_Exercise instructions_
Pick out each line in the items below that contains the word "forested", and copy those lines.

--- Stored records ---

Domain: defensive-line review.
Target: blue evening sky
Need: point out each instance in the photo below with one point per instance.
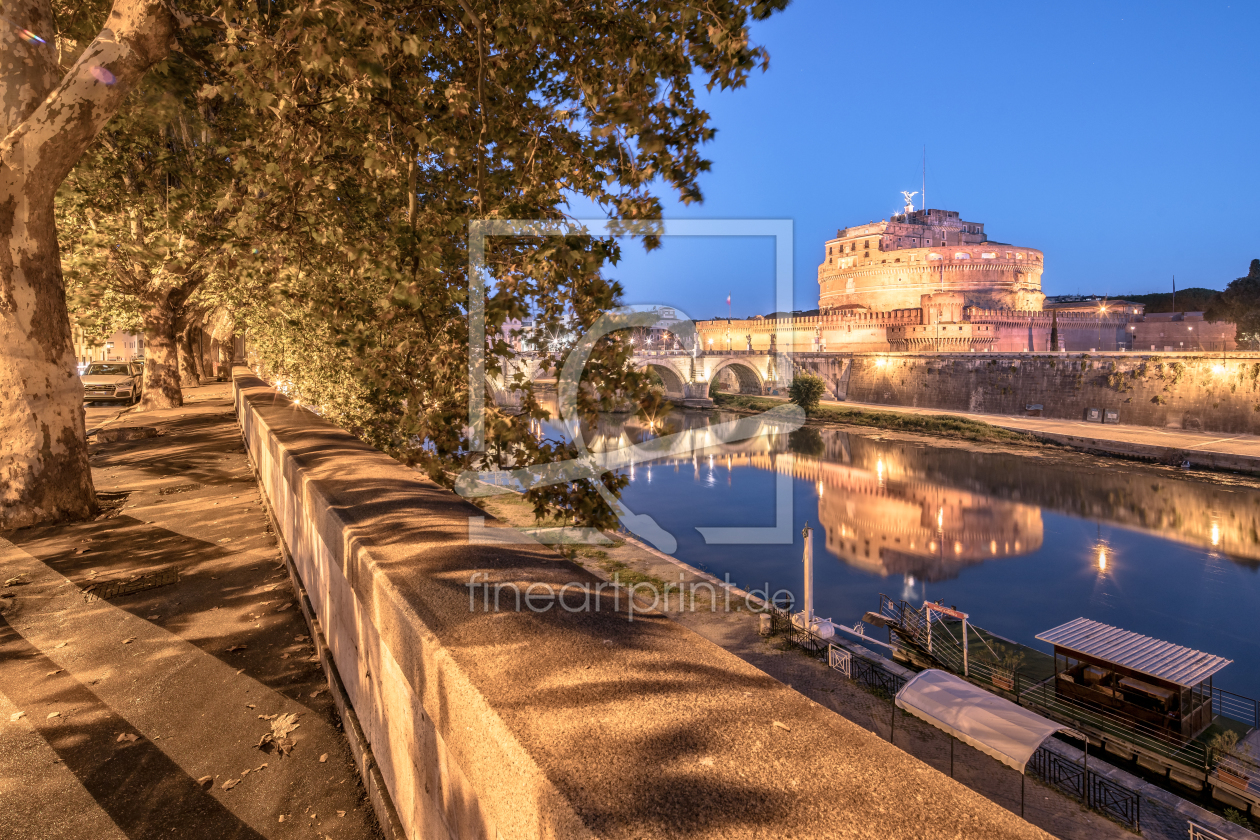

---
--- Stored records ---

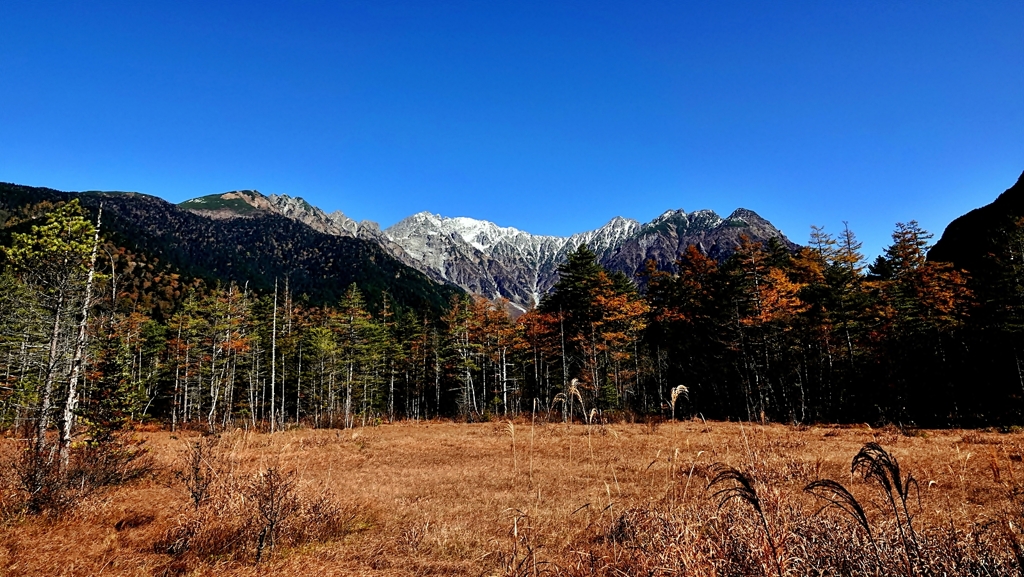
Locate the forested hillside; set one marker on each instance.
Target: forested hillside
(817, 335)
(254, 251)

---

_Answer for the task_
Locate the forested hillside; set one marker on each instance.
Target: forested hillside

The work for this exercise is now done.